THINGS TO DO:
**A)** Repeat the section of the pregnancy story starting with "Story By: Jasmin" and going on through "is still shit.", with no changes.
**B)** In the pregnancy story, why did the writer find the emergency doctor's ginger suggestion pointless? Answer in one to three sentences.

____ READING PASSAGE

Story By: Jasmin Zaretzky
I won’t lie to anyone and say I love being pregnant because honestly, I don’t. Pregnancy has been an extremely tough journey, not just physically but also mentally! From getting pregnant in the first place, to suffering with severe hyperemesis from week 5 and throughout (still suffering just heavily medicate Jasmin Zaretzky d thank god 🙌), the constant reflux/heartburn, sciatica, aches and pains, worrying if you’ll pee yourself when you sneeze 😂
It’s been full on and most certainly not the journey I expected it would be. Don’t get me wrong, I am so beyond grateful to be on this journey and to think at the end of this horror I’ll have my little boy in my arms is the only thing that pulls me through, but at the end of the day, pregnancy is still shit.
I get asked every day if I’m feeling ok because my face is green with nausea and I’m not rocking that ‘glow’ people expect from a pregnant woman. I vomited every single day, multiple times a day for 20 weeks before I found a medication that worked to help suppress constant nausea making it possible for me to finally eat and drink and put on all the weight I had lost! I have laid down and cried on so many bathroom floors I’m embarrassed to count.
I got ‘gingered’ more times than I can even remember, even while in hospital on a drip! The emergency department doctor had the lady balls to ask “have you tried ginger biscuits and tea? that’s supposed to help”… “thanks doc, but if ginger helped and I could keep a sip of even water down, I wouldn’t be needing the 2 bags of fluids your pumping into my veins right now would I?” 🙄
People think that because your pregnant with your first, your already planning your 2nd!! No babe, let me tell you, at this rate, there is no 2nd unless I find a surrogate who handles pregnancy like a boss.
Everyone seems to think that because your pregnant that gives them the right to give you all of the unsolicited advice. “Oh, you’re pregnant? Congratulations! Now let me tell you what and how you should be living your life from now on, what you can and can’t eat, and no you defiantly can’t go near a Maccas drive through, no way can you eat those nuggets you so desperately crave it will poison your baby”.

________
____ RECORDS PROVIDED

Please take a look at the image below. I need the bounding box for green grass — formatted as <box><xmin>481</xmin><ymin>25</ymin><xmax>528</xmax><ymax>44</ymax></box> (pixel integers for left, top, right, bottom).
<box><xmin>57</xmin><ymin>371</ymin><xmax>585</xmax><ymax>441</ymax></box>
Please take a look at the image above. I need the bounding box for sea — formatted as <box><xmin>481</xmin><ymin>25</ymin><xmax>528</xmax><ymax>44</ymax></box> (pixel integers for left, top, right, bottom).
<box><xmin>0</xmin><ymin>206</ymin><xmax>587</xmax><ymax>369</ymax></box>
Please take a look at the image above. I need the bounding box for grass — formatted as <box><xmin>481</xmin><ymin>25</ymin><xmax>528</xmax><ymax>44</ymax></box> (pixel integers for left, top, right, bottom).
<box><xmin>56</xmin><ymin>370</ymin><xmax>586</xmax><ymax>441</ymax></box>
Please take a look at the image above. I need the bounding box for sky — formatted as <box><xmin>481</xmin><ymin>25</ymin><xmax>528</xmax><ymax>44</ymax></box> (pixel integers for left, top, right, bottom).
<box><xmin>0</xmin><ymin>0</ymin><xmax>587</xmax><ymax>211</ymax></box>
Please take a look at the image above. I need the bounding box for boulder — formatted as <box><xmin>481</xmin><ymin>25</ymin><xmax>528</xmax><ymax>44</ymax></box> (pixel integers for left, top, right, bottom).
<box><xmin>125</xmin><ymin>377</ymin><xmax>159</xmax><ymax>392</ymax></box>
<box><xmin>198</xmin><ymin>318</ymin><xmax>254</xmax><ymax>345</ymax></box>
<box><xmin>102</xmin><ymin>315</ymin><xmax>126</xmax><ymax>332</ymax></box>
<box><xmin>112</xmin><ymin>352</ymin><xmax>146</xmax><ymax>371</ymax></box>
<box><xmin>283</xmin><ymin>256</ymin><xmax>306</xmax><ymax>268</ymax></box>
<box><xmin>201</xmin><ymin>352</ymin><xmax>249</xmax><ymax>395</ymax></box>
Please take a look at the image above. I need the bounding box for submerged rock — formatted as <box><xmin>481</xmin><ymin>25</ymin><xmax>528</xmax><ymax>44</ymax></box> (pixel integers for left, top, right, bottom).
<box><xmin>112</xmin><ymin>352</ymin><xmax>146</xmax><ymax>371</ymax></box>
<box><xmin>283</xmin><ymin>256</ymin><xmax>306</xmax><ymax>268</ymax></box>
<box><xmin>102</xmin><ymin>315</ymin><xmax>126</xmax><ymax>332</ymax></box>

________

ANSWERS TO EACH TASK:
**A)**
Story By: Jasmin Zaretzky
I won’t lie to anyone and say I love being pregnant because honestly, I don’t. Pregnancy has been an extremely tough journey, not just physically but also mentally! From getting pregnant in the first place, to suffering with severe hyperemesis from week 5 and throughout (still suffering just heavily medicate Jasmin Zaretzky d thank god 🙌), the constant reflux/heartburn, sciatica, aches and pains, worrying if you’ll pee yourself when you sneeze 😂
It’s been full on and most certainly not the journey I expected it would be. Don’t get me wrong, I am so beyond grateful to be on this journey and to think at the end of this horror I’ll have my little boy in my arms is the only thing that pulls me through, but at the end of the day, pregnancy is still shit.

**B)** The writer was in the hospital on a drip, receiving two bags of fluids because she couldn't keep down even a sip of water. If ginger had helped, she would not have needed those fluids.